### [TEXT BLOCK]
Rate limiter queues expose a shutdown({ drainTimeoutMs, reason }) method that gracefully rejects pending requests during process termination.

Express:

const limiter = expressQueuedRateLimiter({ maxRequests: 10, windowMs: 60_000 });
app.use(limiter);

process.on('SIGTERM', async () => {
  const result = await limiter.queue.shutdown({ drainTimeoutMs: 10_000 });
  console.log(`Queue drained: ${result.drained}, rejected: ${result.rejected}`);
  await server.close();
});

Fastify:

Fastify's onClose hook automatically calls queue.shutdown() when the server closes. No manual wiring needed.

await app.register(fastifyQueuedRateLimiter, {
  maxRequests: 10,
  windowMs: 60_000,
});
// queue is drained automatically on app.close()

Hono:

import { Hono } from 'hono';
import { queuedRateLimiter } from 'ratelimit-flex/hono';

const app = new Hono();
const limiter = queuedRateLimiter({ maxRequests: 10, windowMs: 60_000 });
app.use('*', limiter);

// On Cloudflare Workers, there's no process shutdown — the queue drains
// when the worker instance is evicted. On Node/Bun, call shutdown manually:
process.on('SIGTERM', async () => {
  await limiter.queue.shutdown({ drainTimeoutMs: 5_000 });
});

Requests rejected during shutdown receive a 503 Service Unavailable response with Retry-After: 10. Clients should retry. The error code on the thrown ShutdownError is E_RATELIMIT_SHUTDOWN.

Outbound API throttling:

import { createRateLimiterQueue } from 'ratelimit-flex';

const githubQueue = createRateLimiterQueue({
  maxRequests: 30,
  windowMs: 60_000,
  maxQueueSize: 200,
});

await githubQueue.removeTokens('github-api');
const response = await fetch('https://api.github.com/repos/...');

Multi-key fairness: Prefer KeyedRateLimiterQueue (or one **RateLimiterQueue per logical key)—see Engine vs queued parity and [Multi-key patterns][doc-queuing].

Full documentation: See [docs/QUEUING.md][doc-queuing] for:

Multi-key patterns
Graceful shutdown
Store ownership
Advanced patterns (per-tenant, priority queuing)

### [DATA LISTING]
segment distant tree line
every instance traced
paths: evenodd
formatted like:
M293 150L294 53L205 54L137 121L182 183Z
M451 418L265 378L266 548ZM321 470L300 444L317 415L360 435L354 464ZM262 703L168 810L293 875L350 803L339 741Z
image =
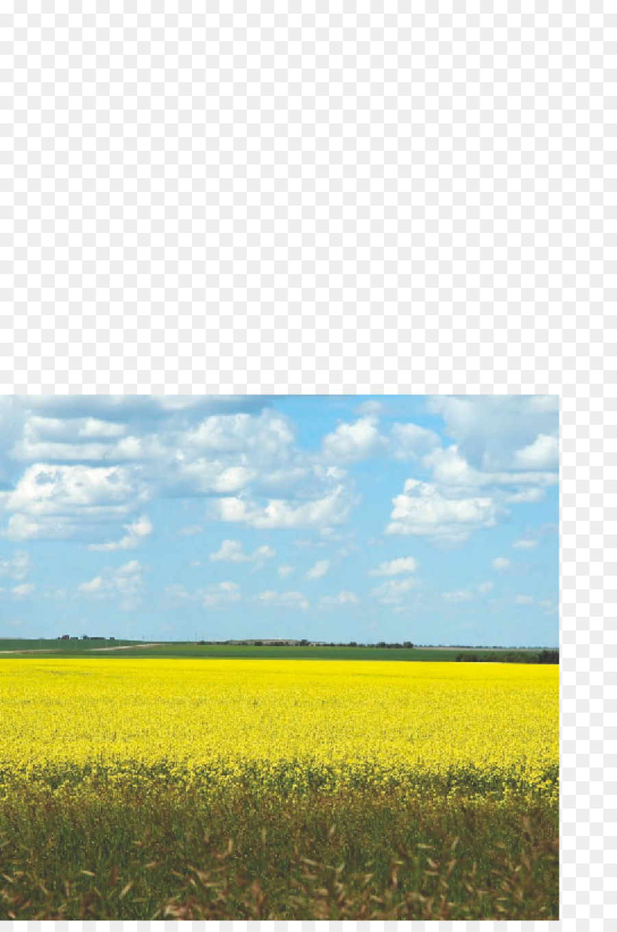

### [THE TASKS]
[1] Answer these questions using the rate limiter documentation:
(a) What response do requests rejected during shutdown receive?
(b) Which Fastify hook calls queue.shutdown() automatically when the server closes?
(c) What maxQueueSize is set for the GitHub queue?
[2] Write a continuation of the rate limiter documentation that starts after its last line.

### [RESULTS OF THE EXERCISE]
[1]
(a) A 503 Service Unavailable response with Retry-After: 10.
(b) The onClose hook.
(c) 200.

[2]
Backing store implementation (waiting / slot accounting):

Redis: ZSET with ZREMRANGEBYSCORE + ZADD + ZCARD in atomic Lua
Memory: Sorted array of timestamps per key
Boundary behavior: Smooth - no 2x burst at window edges

Choosing a strategy

Examples use expressRateLimiter; fastifyRateLimiter, rateLimiter (Hono), and presets accept the same strategy fields unless the integration README calls out an exception.

Sliding window (default)

Smooth limiting without boundary spikes typical of naive fixed slicing.

Algorithm implementation (rate-limit store — not queue):

Redis: ZSET-based Lua prune + score + cardinality
Memory: Per-key sliding timestamp list within windowMs

import { expressRateLimiter, RateLimitStrategy } from 'ratelimit-flex';

app.use(
  expressRateLimiter({
    strategy: RateLimitStrategy.SLIDING_WINDOW, // default
    windowMs: 60_000,
    maxRequests: 100,
  }),
);

Token bucket (for bursty traffic)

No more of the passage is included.